#### Document passage
A principle is that public money should only pay for what the public cares about but which the market can’t support. Farmers must also be paid a decent price for the foods they provide, whilst we also develop new markets that recognise other services they can deliver through good land management e.g. ‘slow, clean water’. It should be profitable and rewarding to manage land sustainably for both private and public benefit. Farming systems therefore need to be more in tune with natural systems. And connecting people with the countryside is vital too.
Change is coming, and we need common messages and a shared purpose to achieve the restoration of a productive, healthy and beautiful natural environment in a generation.
Simon Capewell, Faculty of Public Health
The public health community recognises the fundamental importance of food to public health. In relation to Brexit, we have to hope for the best and plan for the worst. The term ‘neoliberalism on steroids’ could applied to some of the forces at play, particularly around trade negotiations. However, FPH is part of an established UK Public Health Network and we can join with Sustain and others to build a wider alliance and call for an approach that prioritises health and sustainability.

#### Source data
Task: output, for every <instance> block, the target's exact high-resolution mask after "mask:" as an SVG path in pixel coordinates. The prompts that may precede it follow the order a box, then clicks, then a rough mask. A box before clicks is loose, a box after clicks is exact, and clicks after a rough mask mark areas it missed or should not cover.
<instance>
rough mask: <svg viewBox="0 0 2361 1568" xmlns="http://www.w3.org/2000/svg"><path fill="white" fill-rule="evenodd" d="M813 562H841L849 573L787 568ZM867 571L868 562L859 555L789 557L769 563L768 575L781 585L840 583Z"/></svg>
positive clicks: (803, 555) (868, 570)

--

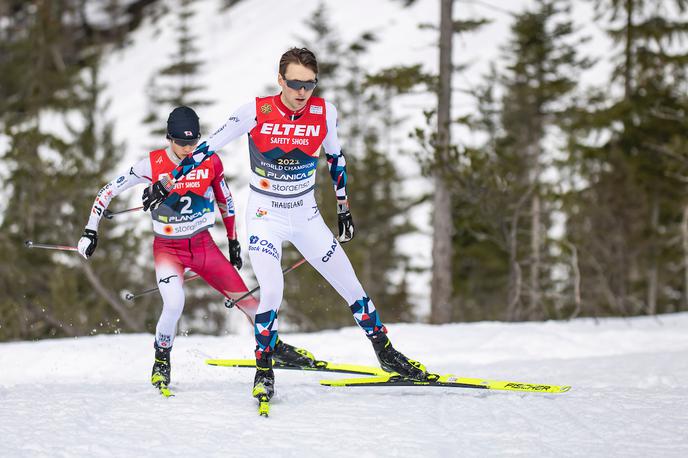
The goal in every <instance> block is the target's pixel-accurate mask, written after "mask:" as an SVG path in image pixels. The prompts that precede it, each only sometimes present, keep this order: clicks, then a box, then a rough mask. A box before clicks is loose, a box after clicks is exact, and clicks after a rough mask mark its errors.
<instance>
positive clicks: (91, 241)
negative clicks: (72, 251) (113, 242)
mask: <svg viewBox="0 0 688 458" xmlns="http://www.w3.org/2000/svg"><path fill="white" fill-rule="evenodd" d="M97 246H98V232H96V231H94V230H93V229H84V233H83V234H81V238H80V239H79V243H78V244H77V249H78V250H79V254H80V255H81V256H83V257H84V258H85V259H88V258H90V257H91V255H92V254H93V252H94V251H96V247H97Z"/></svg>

#### Required work
Please transcribe the stretch of the farming and food policy passage from "A principle is" through "in a generation.".

#### Answer for this exercise
A principle is that public money should only pay for what the public cares about but which the market can’t support. Farmers must also be paid a decent price for the foods they provide, whilst we also develop new markets that recognise other services they can deliver through good land management e.g. ‘slow, clean water’. It should be profitable and rewarding to manage land sustainably for both private and public benefit. Farming systems therefore need to be more in tune with natural systems. And connecting people with the countryside is vital too.
Change is coming, and we need common messages and a shared purpose to achieve the restoration of a productive, healthy and beautiful natural environment in a generation.